■ **RECORDS FOR PROCESSING**:
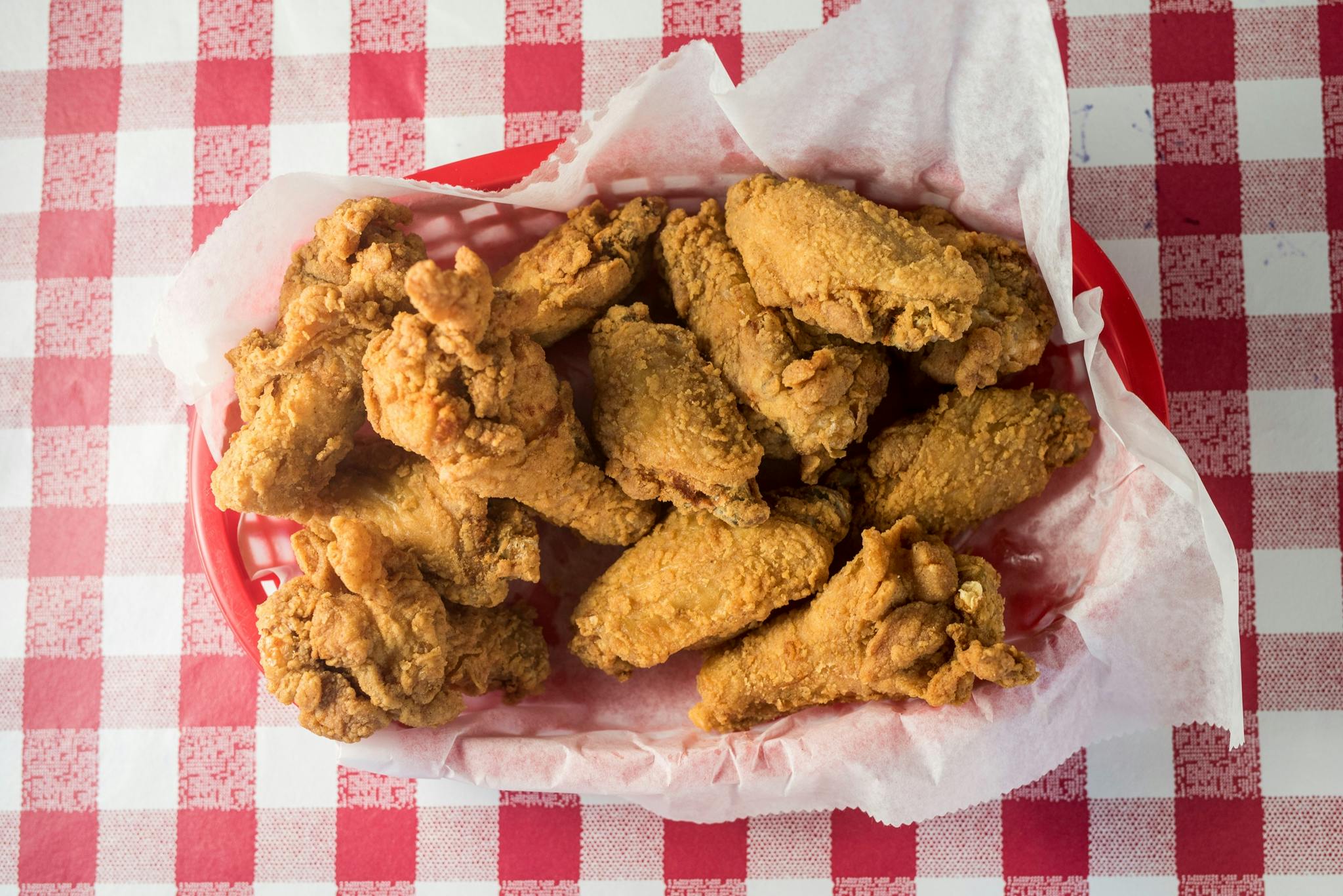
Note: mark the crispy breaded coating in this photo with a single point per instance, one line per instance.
(694, 581)
(805, 391)
(849, 265)
(583, 266)
(668, 423)
(967, 458)
(298, 386)
(1009, 325)
(462, 386)
(904, 618)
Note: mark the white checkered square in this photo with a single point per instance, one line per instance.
(137, 769)
(1280, 119)
(155, 167)
(155, 31)
(479, 23)
(147, 464)
(142, 615)
(311, 28)
(294, 770)
(1112, 125)
(1299, 752)
(1293, 431)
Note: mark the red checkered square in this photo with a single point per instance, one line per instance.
(1296, 509)
(82, 100)
(1194, 123)
(861, 847)
(1300, 671)
(61, 770)
(1115, 203)
(58, 848)
(144, 539)
(84, 34)
(543, 22)
(231, 30)
(1214, 429)
(74, 243)
(1198, 199)
(386, 146)
(387, 85)
(65, 615)
(1108, 50)
(233, 92)
(77, 171)
(387, 26)
(231, 163)
(375, 844)
(216, 769)
(218, 691)
(215, 846)
(525, 128)
(1133, 837)
(61, 693)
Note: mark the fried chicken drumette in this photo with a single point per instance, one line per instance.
(967, 458)
(298, 386)
(694, 581)
(806, 391)
(464, 386)
(668, 423)
(583, 266)
(469, 545)
(849, 265)
(904, 618)
(1009, 325)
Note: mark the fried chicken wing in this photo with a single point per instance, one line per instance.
(806, 391)
(473, 545)
(967, 458)
(584, 265)
(1009, 325)
(298, 386)
(462, 386)
(849, 265)
(904, 618)
(694, 581)
(668, 423)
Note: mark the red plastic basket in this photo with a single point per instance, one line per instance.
(1125, 338)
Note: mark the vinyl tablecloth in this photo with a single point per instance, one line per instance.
(138, 752)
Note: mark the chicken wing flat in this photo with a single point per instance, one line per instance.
(694, 581)
(904, 618)
(969, 458)
(298, 386)
(462, 386)
(668, 423)
(584, 265)
(1009, 325)
(473, 545)
(806, 391)
(849, 265)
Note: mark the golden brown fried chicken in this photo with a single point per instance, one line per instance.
(474, 546)
(694, 581)
(298, 386)
(806, 391)
(1011, 322)
(967, 458)
(668, 423)
(849, 265)
(904, 618)
(584, 265)
(461, 385)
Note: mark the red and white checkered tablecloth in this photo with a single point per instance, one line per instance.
(140, 755)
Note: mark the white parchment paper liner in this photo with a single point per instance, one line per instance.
(1122, 578)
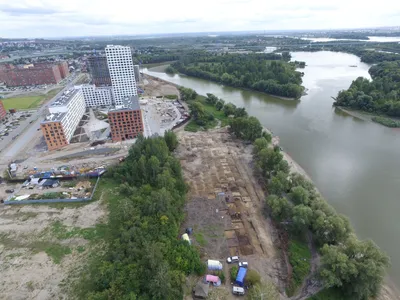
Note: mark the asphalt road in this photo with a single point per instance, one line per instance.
(29, 130)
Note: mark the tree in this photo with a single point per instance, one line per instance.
(229, 109)
(240, 112)
(220, 104)
(281, 208)
(252, 277)
(263, 291)
(279, 184)
(356, 267)
(299, 195)
(171, 139)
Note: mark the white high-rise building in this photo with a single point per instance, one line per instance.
(96, 96)
(122, 73)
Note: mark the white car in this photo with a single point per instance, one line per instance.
(232, 259)
(236, 290)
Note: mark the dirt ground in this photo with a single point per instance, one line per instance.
(27, 271)
(154, 87)
(225, 203)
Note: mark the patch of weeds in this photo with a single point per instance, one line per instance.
(200, 238)
(57, 252)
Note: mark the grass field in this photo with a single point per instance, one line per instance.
(28, 102)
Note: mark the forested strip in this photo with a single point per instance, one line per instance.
(145, 259)
(268, 73)
(350, 267)
(381, 95)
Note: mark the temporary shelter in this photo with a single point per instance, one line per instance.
(213, 279)
(240, 276)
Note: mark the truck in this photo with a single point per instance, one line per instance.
(214, 265)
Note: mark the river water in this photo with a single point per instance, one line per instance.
(355, 164)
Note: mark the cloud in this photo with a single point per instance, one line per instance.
(52, 18)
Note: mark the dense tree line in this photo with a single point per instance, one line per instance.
(356, 268)
(268, 73)
(381, 95)
(145, 257)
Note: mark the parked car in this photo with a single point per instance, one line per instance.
(232, 259)
(236, 290)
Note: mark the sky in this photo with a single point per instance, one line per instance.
(69, 18)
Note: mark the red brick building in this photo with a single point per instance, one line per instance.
(38, 74)
(3, 111)
(126, 121)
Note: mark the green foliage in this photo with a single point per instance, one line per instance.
(170, 70)
(246, 128)
(144, 258)
(356, 267)
(299, 259)
(252, 277)
(269, 73)
(386, 122)
(233, 272)
(171, 139)
(187, 93)
(263, 291)
(381, 95)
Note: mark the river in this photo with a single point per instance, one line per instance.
(355, 164)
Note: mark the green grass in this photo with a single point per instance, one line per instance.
(28, 102)
(299, 258)
(199, 237)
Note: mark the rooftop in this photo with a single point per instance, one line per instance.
(54, 117)
(65, 97)
(129, 103)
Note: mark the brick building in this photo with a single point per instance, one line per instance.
(126, 120)
(37, 74)
(3, 111)
(64, 117)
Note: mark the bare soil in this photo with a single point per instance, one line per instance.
(231, 223)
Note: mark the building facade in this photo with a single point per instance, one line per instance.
(3, 111)
(96, 96)
(98, 69)
(64, 116)
(37, 74)
(122, 73)
(126, 120)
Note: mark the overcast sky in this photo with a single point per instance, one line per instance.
(56, 18)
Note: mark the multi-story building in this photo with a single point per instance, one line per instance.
(64, 116)
(126, 120)
(3, 111)
(96, 96)
(136, 68)
(122, 73)
(37, 74)
(98, 69)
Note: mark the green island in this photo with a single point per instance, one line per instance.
(268, 73)
(380, 96)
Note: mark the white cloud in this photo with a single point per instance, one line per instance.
(45, 18)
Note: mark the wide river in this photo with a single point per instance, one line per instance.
(355, 164)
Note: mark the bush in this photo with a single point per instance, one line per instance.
(233, 272)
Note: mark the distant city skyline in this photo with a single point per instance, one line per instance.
(73, 18)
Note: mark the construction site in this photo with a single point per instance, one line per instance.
(225, 203)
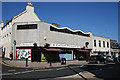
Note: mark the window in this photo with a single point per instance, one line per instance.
(99, 43)
(30, 26)
(68, 31)
(94, 43)
(108, 44)
(103, 43)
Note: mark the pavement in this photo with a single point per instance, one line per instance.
(42, 65)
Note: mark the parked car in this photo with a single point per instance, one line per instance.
(97, 59)
(109, 59)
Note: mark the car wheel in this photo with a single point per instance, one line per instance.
(98, 62)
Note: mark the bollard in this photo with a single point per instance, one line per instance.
(26, 62)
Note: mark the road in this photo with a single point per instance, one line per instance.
(102, 71)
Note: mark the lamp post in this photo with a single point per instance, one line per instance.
(14, 46)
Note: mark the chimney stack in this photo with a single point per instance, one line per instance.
(30, 7)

■ **DO THIS**: Reproduce every item above verbatim, omitting the pictures.

■ **WRITTEN RESPONSE**:
Note: mark the crispy breaded coating in this photo with a single point per instance, one line per instance.
(694, 581)
(805, 391)
(849, 265)
(583, 266)
(668, 423)
(967, 458)
(298, 386)
(1009, 325)
(462, 386)
(904, 618)
Note: mark the white checkered square in this photo with a single point per instance, one line per instance.
(137, 769)
(1280, 119)
(155, 167)
(155, 31)
(479, 23)
(147, 464)
(142, 615)
(311, 28)
(294, 770)
(1112, 125)
(1299, 752)
(1293, 431)
Note: mark the red checkered square in this photo with a single point per instance, one line per instance.
(1296, 509)
(82, 100)
(1194, 123)
(861, 847)
(1300, 671)
(61, 770)
(1115, 203)
(58, 848)
(144, 539)
(84, 34)
(543, 22)
(231, 30)
(1214, 429)
(74, 243)
(1198, 199)
(386, 146)
(387, 85)
(65, 615)
(1108, 50)
(233, 92)
(77, 171)
(387, 26)
(231, 163)
(375, 844)
(216, 769)
(218, 691)
(215, 846)
(525, 128)
(1133, 837)
(61, 693)
Note: mark the fried chicken drumette in this photo with a single point per instance, one line per instance.
(967, 458)
(298, 386)
(694, 581)
(806, 391)
(464, 386)
(668, 423)
(583, 266)
(469, 545)
(849, 265)
(904, 618)
(1009, 325)
Note: mark the fried chicken wing in this photo with a single point per instance, one line per instance.
(806, 391)
(473, 545)
(967, 458)
(584, 265)
(1009, 325)
(298, 386)
(462, 386)
(849, 265)
(904, 618)
(694, 581)
(668, 423)
Note: mark the red plastic basket in this photo with a single point per instance, one line per instance.
(1125, 338)
Note: mark the vinyl tablecloth in this photo with a single point per instance, one line per instance.
(138, 752)
Note: mark the chicken wing flat in this photo with a single point per instance, one line per instance.
(694, 581)
(904, 618)
(969, 458)
(298, 386)
(462, 386)
(668, 423)
(584, 265)
(1009, 325)
(473, 545)
(806, 391)
(849, 265)
Note: mark the golden brown fried chicken in this photo with a single point per instance, one line per instance.
(474, 546)
(694, 581)
(298, 386)
(806, 391)
(1011, 322)
(967, 458)
(668, 423)
(849, 265)
(904, 618)
(584, 265)
(461, 385)
Note: mark the red and white checkered tablecloth in this photo with a single point per instance, one line per instance.
(140, 755)
Note: mark the white parchment paper liner in this photo with a single point per instance, one line per instance.
(1122, 578)
Note: mark the asphalt road in this photo with a single point per instance, one line per instance.
(29, 130)
Note: mark the tree in this photo with a single point per instance, one line per instance.
(229, 109)
(240, 112)
(220, 104)
(281, 208)
(252, 277)
(263, 291)
(279, 184)
(356, 267)
(299, 195)
(171, 139)
Note: mark the white high-rise building in this photo with a single point per instance, one line per instance.
(96, 96)
(122, 73)
Note: mark the white car in this photo with a single point per instance, one line per instance.
(232, 259)
(236, 290)
Note: mark the dirt ground in this photo with a single point per instance, one line per instance.
(27, 271)
(154, 87)
(225, 203)
Note: mark the patch of weeds in this photo with a single point per instance, one line per instance.
(200, 238)
(57, 252)
Note: mark the grass field in this photo with a single point per instance, one line per instance.
(28, 102)
Note: mark the forested strip in this photo with a single point per instance, one line per instance.
(145, 259)
(268, 73)
(350, 267)
(381, 95)
Note: mark the temporary shelter in this photo with a single point per instance, one line per instance.
(213, 279)
(240, 276)
Note: mark the truck in this photo with a single point per instance, one line per instance.
(214, 265)
Note: mark the river water in this photo with a single point per instance, one line per instance.
(355, 164)
Note: mark the cloud in this photo with a single point per instance, one line per instance.
(52, 18)
Note: mark the dense tree line in this photo with a single point per instance, one line per instance.
(356, 268)
(268, 73)
(381, 95)
(145, 257)
Note: mark the parked car in this photo with a single point per instance, one line per instance.
(232, 259)
(236, 290)
Note: mark the sky in this photo with a single point per instance, one line per instance.
(69, 18)
Note: mark the red brick building in this photo with a single point per instance, one line per instance.
(38, 74)
(3, 111)
(126, 121)
Note: mark the green foliage in this photo with a single point per instance, one line per instance.
(170, 70)
(246, 128)
(144, 258)
(356, 267)
(299, 259)
(252, 277)
(269, 73)
(386, 122)
(233, 272)
(171, 139)
(187, 93)
(263, 291)
(381, 95)
Note: mark the river in this photo with a single point per instance, one line per instance.
(355, 164)
Note: mark the green grass in this photo with a single point per instance, one line per instance.
(28, 102)
(299, 258)
(199, 237)
Note: mark the rooftop in this photo with a single point per instance, one line per instance.
(54, 117)
(65, 97)
(129, 103)
Note: mark the brick building in this photo with a single point per instance, one line per instance.
(126, 120)
(37, 74)
(3, 111)
(64, 117)
Note: mark the bare soil in this photo with a single point per instance, one line per instance.
(231, 223)
Note: mark the building facade in this photo with a single point per instance, one line per instance.
(3, 111)
(96, 96)
(98, 69)
(64, 116)
(37, 74)
(122, 73)
(126, 120)
Note: mark the overcast sky in this photo with a single point per instance, one line per instance.
(56, 18)
Note: mark the multi-story building in this photo with a single point per instance, one line per instance.
(64, 116)
(126, 120)
(3, 111)
(96, 96)
(136, 68)
(122, 73)
(37, 74)
(98, 69)
Note: mark the green island in this photo with a single point per instance, one line per instance.
(268, 73)
(380, 96)
Note: mark the white cloud in this photo with a single point per instance, one line per instance.
(45, 18)
Note: mark the wide river in this photo with a single point per instance, one line per instance.
(355, 164)
Note: mark the bush in this photo with a single point per instance, one line per instance.
(233, 272)
Note: mark the distant city skyline in this photo with a single point per instance, one line per instance.
(73, 18)
Note: mark the construction site in this photo with a single point per instance, one line per instance.
(225, 203)
Note: mark the window in this photo with a single point per instance, one line per instance.
(99, 43)
(30, 26)
(68, 31)
(94, 43)
(108, 44)
(103, 43)
Note: mark the pavement in this photo with a single point per instance, one line per instance.
(42, 65)
Note: mark the parked car in this photo with a single point per instance, one line per instance.
(97, 59)
(109, 59)
Note: mark the car wheel in this photo with a single point per instance, one line per instance.
(98, 62)
Note: mark the bollard in this photo with a single point per instance, one line per instance.
(26, 62)
Note: mark the road in this photo with a single point per instance, one line per instance.
(102, 71)
Note: mark the lamp post in this photo with a single point per instance, one line per instance.
(14, 46)
Note: mark the chimney stack in this photo with a single point per instance, one line per instance.
(30, 7)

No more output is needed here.